Open Source

The convergence between telecom and datacom is a two-way process, with both worlds contributing their experience and best technology to the future network. One area where telecom companies have extensive experience is computer clustering, and more specifically, providing high-availability (HA) systems by using such technology. A well-proven product from this application area has now been released to open source.

Since the mid-nineties, telecom equipment vendor Ericsson has been developing and deploying a tailor-made reliable communication protocol for their cluster-based products. This protocol, called Transparent Inter Process Communication (TIPC), has over the past two years undergone a significant redesign and is now available as a portable source code package of about 12,000 lines of C code. The code implements a kernel driver, a design that has made it possible to boost performance (35% faster than TCP) and minimize code footprint.

WRITTEN TASK 1 — Could you render the records between the lines holding "Flag rabbit's chest in the picture." and "[0,252,1000,554]", inclusive, as a two-column CSV with the columns input and output? Use one row per record, put each field in quotes, and replace line breaks with spaces.

Excerpts of labeled region data
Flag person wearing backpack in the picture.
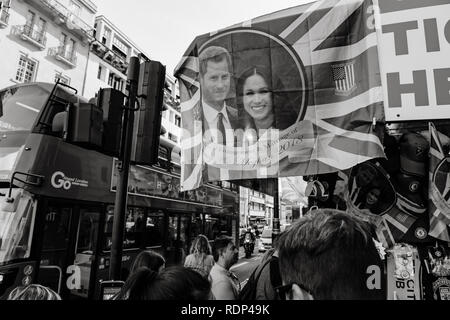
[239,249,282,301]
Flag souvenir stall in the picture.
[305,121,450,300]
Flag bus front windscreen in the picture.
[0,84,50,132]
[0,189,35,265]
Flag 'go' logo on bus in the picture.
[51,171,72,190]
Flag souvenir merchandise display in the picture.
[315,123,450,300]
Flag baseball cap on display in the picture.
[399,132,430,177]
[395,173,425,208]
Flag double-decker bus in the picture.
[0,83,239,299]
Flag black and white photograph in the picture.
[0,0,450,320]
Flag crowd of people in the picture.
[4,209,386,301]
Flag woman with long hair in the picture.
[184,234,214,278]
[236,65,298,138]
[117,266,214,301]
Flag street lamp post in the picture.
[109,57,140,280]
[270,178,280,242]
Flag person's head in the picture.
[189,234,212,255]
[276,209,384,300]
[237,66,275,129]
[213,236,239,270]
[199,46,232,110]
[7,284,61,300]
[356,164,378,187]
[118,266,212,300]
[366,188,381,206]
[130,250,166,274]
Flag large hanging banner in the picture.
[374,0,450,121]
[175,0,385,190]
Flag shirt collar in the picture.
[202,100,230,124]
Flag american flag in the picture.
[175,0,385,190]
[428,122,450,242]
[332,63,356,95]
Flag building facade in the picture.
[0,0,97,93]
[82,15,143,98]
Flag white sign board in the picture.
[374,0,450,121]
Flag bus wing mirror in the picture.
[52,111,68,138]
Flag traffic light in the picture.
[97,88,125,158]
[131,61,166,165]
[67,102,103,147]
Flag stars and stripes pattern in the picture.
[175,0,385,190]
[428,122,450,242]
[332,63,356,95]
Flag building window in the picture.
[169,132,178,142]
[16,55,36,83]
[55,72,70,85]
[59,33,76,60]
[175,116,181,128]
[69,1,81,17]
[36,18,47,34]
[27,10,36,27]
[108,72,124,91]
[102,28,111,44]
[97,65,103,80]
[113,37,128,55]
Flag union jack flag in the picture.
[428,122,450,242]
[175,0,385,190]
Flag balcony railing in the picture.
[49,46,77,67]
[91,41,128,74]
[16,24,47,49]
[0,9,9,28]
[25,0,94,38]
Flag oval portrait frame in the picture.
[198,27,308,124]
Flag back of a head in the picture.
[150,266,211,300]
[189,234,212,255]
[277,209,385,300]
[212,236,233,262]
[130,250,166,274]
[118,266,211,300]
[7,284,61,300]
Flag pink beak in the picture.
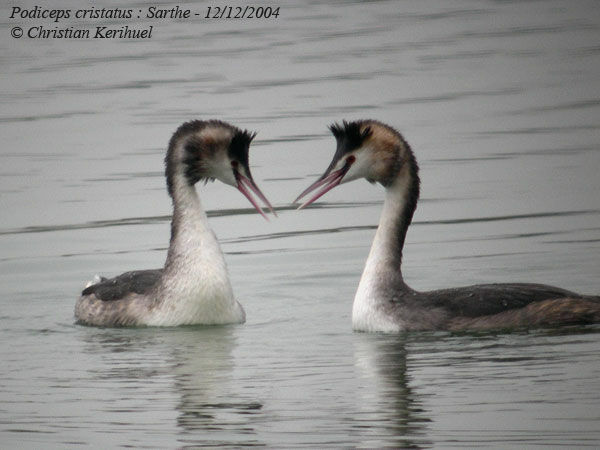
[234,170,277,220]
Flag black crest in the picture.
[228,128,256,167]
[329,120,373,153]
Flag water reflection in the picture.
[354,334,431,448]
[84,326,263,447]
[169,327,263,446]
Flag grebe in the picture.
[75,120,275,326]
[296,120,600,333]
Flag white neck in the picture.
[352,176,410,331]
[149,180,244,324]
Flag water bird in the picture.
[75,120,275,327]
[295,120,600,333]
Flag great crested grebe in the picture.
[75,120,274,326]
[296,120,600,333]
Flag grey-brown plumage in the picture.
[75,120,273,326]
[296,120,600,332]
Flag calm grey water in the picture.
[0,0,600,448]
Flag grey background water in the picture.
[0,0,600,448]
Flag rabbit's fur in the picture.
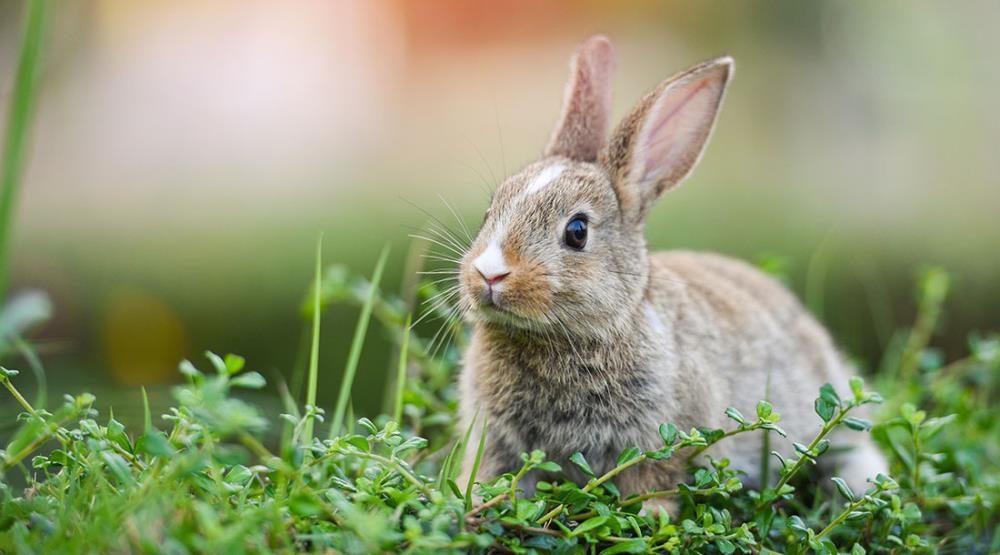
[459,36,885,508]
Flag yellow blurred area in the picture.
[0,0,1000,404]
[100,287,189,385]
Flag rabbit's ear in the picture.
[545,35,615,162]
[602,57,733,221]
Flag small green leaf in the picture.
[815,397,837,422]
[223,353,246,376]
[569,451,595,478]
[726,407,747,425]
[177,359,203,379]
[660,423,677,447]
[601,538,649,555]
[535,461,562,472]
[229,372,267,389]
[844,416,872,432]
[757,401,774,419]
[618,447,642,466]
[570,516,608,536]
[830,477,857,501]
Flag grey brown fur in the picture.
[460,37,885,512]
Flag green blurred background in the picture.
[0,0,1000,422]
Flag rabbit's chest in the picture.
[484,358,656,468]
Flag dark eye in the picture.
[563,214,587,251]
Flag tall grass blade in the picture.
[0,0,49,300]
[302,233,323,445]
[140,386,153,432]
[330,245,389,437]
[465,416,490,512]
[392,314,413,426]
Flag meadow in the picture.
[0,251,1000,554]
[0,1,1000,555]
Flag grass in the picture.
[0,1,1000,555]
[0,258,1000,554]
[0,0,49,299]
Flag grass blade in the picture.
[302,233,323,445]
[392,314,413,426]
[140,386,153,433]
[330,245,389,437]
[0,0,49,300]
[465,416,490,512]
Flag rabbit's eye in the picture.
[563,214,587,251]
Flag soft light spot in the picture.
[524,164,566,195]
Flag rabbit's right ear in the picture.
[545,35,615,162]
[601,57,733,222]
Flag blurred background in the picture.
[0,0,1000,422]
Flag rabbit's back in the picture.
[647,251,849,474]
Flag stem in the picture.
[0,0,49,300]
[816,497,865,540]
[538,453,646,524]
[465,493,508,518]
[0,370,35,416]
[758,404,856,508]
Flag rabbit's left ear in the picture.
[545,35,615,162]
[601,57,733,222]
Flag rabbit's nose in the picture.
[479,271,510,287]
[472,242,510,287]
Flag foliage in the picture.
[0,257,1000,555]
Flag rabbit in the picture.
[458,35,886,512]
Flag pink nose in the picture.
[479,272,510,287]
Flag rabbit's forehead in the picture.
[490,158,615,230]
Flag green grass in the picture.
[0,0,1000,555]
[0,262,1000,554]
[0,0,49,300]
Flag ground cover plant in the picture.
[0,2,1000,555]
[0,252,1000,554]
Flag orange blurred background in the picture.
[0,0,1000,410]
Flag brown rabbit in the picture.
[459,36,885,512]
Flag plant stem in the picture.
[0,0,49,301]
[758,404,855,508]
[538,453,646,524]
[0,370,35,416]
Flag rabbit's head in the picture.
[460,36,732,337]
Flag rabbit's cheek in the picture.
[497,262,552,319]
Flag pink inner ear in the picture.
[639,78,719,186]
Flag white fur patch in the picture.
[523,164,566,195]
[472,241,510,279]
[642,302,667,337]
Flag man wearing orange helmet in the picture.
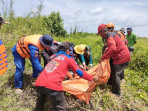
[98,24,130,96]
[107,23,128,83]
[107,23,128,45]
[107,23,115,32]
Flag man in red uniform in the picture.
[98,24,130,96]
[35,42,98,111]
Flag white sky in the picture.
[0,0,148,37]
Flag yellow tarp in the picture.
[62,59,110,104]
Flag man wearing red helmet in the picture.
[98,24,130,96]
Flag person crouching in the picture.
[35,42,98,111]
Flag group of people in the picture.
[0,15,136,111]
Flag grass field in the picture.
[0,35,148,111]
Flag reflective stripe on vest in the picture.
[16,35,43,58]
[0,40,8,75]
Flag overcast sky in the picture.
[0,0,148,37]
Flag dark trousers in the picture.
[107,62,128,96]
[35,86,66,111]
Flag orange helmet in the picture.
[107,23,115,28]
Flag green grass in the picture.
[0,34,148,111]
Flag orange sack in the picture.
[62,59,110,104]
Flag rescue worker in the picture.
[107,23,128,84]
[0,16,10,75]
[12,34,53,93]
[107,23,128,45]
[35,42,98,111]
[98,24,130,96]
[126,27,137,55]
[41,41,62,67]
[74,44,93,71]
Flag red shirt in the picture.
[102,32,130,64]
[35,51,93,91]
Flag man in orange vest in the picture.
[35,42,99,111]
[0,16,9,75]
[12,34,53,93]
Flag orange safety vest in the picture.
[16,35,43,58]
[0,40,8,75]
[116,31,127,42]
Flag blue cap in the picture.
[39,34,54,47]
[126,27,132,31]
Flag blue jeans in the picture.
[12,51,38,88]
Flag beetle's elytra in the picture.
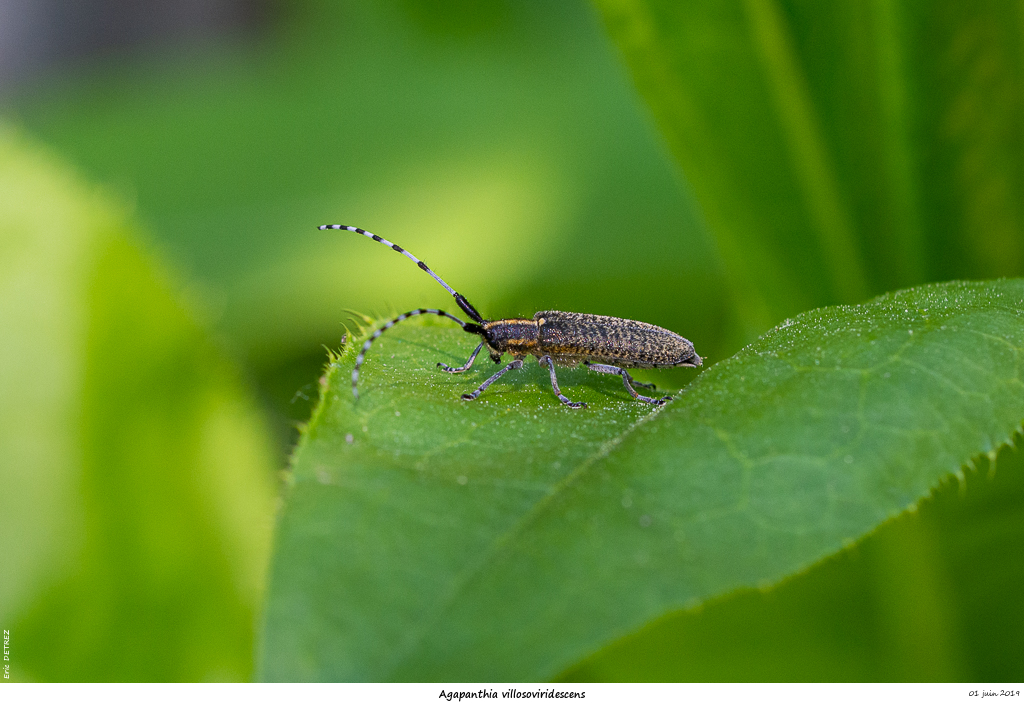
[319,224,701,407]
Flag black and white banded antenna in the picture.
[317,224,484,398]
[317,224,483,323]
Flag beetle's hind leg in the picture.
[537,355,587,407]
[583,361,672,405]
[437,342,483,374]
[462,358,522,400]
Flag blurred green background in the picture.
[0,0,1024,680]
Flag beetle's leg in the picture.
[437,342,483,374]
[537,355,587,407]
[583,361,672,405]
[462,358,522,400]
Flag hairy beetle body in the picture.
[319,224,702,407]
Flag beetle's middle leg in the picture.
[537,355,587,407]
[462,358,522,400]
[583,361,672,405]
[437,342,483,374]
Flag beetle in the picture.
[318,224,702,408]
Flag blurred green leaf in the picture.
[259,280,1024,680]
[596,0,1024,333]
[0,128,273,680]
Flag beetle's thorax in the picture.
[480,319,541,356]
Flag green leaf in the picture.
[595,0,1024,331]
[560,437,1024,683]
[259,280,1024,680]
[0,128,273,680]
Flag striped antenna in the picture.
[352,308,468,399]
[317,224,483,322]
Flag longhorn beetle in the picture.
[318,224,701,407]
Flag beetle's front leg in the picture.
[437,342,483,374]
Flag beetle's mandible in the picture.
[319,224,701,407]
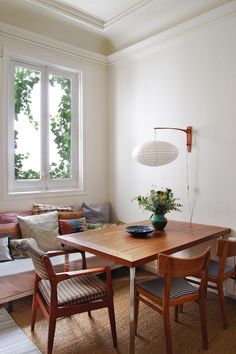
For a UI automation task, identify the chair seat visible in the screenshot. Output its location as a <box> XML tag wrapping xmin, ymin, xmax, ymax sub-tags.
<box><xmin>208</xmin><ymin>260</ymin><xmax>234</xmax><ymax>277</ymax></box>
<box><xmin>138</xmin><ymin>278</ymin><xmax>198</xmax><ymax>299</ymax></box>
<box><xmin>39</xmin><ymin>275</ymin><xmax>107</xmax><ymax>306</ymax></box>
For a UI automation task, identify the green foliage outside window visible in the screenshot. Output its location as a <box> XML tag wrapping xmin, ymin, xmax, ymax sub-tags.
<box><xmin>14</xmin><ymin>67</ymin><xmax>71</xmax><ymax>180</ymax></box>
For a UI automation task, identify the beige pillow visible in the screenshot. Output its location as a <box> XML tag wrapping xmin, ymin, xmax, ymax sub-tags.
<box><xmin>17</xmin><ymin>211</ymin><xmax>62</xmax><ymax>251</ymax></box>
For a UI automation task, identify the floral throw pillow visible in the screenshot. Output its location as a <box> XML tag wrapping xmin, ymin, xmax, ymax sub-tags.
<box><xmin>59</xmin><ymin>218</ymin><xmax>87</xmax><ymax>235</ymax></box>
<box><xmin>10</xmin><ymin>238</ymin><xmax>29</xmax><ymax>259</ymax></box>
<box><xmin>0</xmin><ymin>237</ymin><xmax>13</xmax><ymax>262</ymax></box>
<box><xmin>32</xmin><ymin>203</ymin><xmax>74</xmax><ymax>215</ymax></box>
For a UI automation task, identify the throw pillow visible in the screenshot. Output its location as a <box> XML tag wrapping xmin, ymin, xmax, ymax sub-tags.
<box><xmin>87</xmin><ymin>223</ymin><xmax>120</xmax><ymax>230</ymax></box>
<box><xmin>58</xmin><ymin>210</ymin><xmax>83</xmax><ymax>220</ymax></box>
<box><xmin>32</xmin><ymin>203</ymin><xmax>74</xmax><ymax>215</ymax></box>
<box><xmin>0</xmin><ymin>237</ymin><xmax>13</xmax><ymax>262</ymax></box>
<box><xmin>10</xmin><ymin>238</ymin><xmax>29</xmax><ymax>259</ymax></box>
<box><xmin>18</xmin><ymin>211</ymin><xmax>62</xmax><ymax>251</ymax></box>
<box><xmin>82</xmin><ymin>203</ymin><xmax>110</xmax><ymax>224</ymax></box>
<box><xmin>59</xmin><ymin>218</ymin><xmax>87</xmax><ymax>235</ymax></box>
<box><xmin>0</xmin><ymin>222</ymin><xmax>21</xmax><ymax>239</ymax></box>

WRITTEN TASK 2 — Can you reproduce the full text about TIPC going open source, word for word?

EXERCISE RESULT 1 —
input,output
"Flag rabbit's chest in the picture.","[484,358,656,468]"
"Flag dark eye in the picture.","[563,214,587,251]"
"Flag tall grass blade in the picture.","[0,0,49,300] [302,233,323,445] [140,386,153,432] [330,245,389,437] [465,416,490,512] [392,314,413,426]"
"Flag meadow in the picture.","[0,251,1000,554] [0,1,1000,555]"
"Flag grass in the picture.","[0,1,1000,555] [0,258,1000,554] [0,0,49,299]"
"Flag grass blade in the picture.","[302,233,323,445] [392,314,413,426] [140,386,153,433] [330,245,389,437] [0,0,49,300] [465,416,490,512]"
"Flag rabbit's eye in the picture.","[563,214,587,251]"
"Flag soft light spot in the picture.","[524,164,566,195]"
"Flag rabbit's right ear in the picture.","[545,35,615,162] [601,57,733,222]"
"Flag blurred background in the picture.","[0,0,1000,422]"
"Flag rabbit's back in the picture.","[647,251,849,474]"
"Flag stem in the picture.","[0,0,49,300] [816,497,865,540] [538,453,646,524] [465,493,508,518] [0,370,35,416] [758,404,856,508]"
"Flag rabbit's left ear in the picture.","[545,35,615,162] [601,57,733,222]"
"Flag rabbit's nose in the picture.","[479,271,510,287] [472,242,510,287]"
"Flag foliage in the picture.","[0,257,1000,555]"
"Flag rabbit in the picture.","[458,35,886,512]"
"Flag pink nose in the picture.","[479,272,510,287]"
"Flag rabbit's forehead in the picture.","[490,158,615,230]"
"Flag green grass in the picture.","[0,0,1000,555] [0,262,1000,554] [0,0,49,300]"
"Flag ground cover plant in the picture.","[0,2,1000,555] [0,252,1000,554]"

EXERCISE RESULT 2 —
Open Source

The convergence between telecom and datacom is a two-way process, with both worlds contributing their experience and best technology to the future network. One area where telecom companies have extensive experience is computer clustering, and more specifically, providing high-availability (HA) systems by using such technology. A well-proven product from this application area has now been released to open source.

Since the mid-nineties, telecom equipment vendor Ericsson has been developing and deploying a tailor-made reliable communication protocol for their cluster-based products. This protocol, called Transparent Inter Process Communication (TIPC), has over the past two years undergone a significant redesign and is now available as a portable source code package of about 12,000 lines of C code. The code implements a kernel driver, a design that has made it possible to boost performance (35% faster than TCP) and minimize code footprint.